Merci Miguel pour ce magnifique et captivant film. Expliquez à votre public comment vous êtes devenu cinéaste. Et, que pouvez-vous nous dire de votre première expérience cinématographique ?

Je suis arrivé à réalisation cinématographique via l’écriture. Je pensais d’abord devenir romancier, mais j’ai toujours écrit avec de la musique et imaginé visuellement tout ce que j’écrivais, c’était donc une transition naturelle vers l’écriture de scénarios. Après avoir suivi le programme de maîtrise en écriture créative de l’université de New York, j’ai déménagé à Los Angeles pour me consacrer au cinéma à plein temps. J’ai commencé à réaliser mes propres courts métrages pour protéger l’écriture.

Puis j’ai commencé à produire pour protéger la mise en scène. Après avoir lutté à Los Angeles pendant un certain temps, j’ai déménagé au Chiapas avec l’intention de réaliser mon premier long métrage. Je me suis dit que si personne ne me donnait une chance, je devais créer la mienne. Et puis on se rend compte que ça a toujours été comme ça. Personne ne peut vous donner quoi que ce soit tant que vous n’avez pas prouvé un certain niveau de compétence par vous-même.

Quels événements ont inspiré votre histoire ?

J’ai joué au football en tant que semi-professionnel au Mexique. Puis je me suis blessé au genou, j’ai abandonné et j’ai commencé à prendre l’école plus au sérieux. J’ai commencé à faire mes devoirs et j’ai réalisé que j’aimais ça. J’ai quitté le Mexique pour aller au Kenyon College avec une bourse d’études complète.

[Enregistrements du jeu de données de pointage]
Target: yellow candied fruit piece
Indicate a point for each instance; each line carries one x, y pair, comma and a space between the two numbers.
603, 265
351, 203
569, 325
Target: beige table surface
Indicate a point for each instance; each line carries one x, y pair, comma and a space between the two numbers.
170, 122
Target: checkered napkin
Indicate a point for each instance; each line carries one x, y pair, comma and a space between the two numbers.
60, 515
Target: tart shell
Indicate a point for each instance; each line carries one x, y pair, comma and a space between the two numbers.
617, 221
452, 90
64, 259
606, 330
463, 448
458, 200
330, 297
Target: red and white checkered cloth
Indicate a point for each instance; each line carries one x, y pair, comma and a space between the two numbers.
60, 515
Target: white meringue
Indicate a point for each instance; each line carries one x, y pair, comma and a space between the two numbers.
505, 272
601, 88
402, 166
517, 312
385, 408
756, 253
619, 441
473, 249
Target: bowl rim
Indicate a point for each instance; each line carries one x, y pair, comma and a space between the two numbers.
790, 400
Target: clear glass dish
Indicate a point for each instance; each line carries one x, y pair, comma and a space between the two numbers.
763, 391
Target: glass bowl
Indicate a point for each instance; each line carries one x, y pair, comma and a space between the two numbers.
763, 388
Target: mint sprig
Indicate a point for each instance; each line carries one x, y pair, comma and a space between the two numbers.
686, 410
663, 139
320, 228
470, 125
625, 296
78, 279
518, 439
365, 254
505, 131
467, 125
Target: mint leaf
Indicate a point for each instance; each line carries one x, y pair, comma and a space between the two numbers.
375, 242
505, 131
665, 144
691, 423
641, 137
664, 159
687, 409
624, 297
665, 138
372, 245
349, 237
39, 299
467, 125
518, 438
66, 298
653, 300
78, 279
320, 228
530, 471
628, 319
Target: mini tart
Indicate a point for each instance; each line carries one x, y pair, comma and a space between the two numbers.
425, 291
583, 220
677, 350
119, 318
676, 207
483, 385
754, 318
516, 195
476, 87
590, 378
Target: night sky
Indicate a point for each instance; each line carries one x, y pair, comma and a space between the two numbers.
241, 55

# Objectif 1
Pouvez-vous recopier l'entretien avec Miguel en commençant à « Puis j’ai commencé » et en terminant à « votre histoire ? » ?
# Objectif 2
Pouvez-vous reprendre l'entretien avec Miguel après sa dernière phrase et le poursuivre ?

# Réponse finale 1
Puis j’ai commencé à produire pour protéger la mise en scène. Après avoir lutté à Los Angeles pendant un certain temps, j’ai déménagé au Chiapas avec l’intention de réaliser mon premier long métrage. Je me suis dit que si personne ne me donnait une chance, je devais créer la mienne. Et puis on se rend compte que ça a toujours été comme ça. Personne ne peut vous donner quoi que ce soit tant que vous n’avez pas prouvé un certain niveau de compétence par vous-même.

Quels événements ont inspiré votre histoire ?

# Réponse finale 2
Kenyon est une petite école d’arts libéraux, très académique et incroyablement chère, située dans l’Ohio rural. C’est là que j’ai commencé à m’intéresser sérieusement au cinéma.

J’ai ensuite vécu aux États-Unis pendant de nombreuses années, presque dix ans, et pendant tout ce temps, je n’ai cessé de me demander ce qui était arrivé à tous mes coéquipiers au Mexique qui avaient tout sacrifié pour réaliser leur rêve de devenir footballeur professionnel, mais ce rêve ne s’est jamais concrétisé. Les chances ne sont pas en votre faveur. C’est l’histoire de centaines de milliers de Mexicains et de personnes dans le monde entier. Une partie de la thématique explorée par le film est donc la dure réalité que ces personnes, mes amis, rencontrent une fois que le rêve s’est évanoui, mais que les réalités socio-économiques du pays dans lequel ils vivent restent omniprésentes.

Vous vous présentez comme un cinéaste débutant. Comment avez-vous conçu la cinématographie innovante et rafraîchissante du film ? Comment avez-vous travaillé avec votre directeur de la photographie ?

Lorsque j’ai dit à Demian Barba, mon directeur de la photographie, que je voulais tourner le film avec un iPhone, j’ai eu droit à trois jours de silence. Mais plus nous en parlions, et plus j’avançais dans la préproduction, plus il devenait évident que c’était le bon choix. Tourner avec un téléphone présente des inconvénients évidents, mais dans notre cas, les points positifs ont complètement surpassé les points négatifs. Il est beaucoup plus facile de travailler avec des acteurs non professionnels, car une grosse caméra placée devant votre visage peut être assez paralysante si vous n’avez pas eu cette expérience.

Nous avons également obtenu beaucoup de valeur de production gratuitement, comme des centaines de figurants sans prétention qui pensaient que nous filmions un projet étudiant et qui nous ont totalement ignorés. De plus, la mobilité de la caméra se traduit par l’agilité de l’équipe. Nous tournions beaucoup d’installations et de prises par scène, et l’iPhone nous a permis de maintenir le rythme.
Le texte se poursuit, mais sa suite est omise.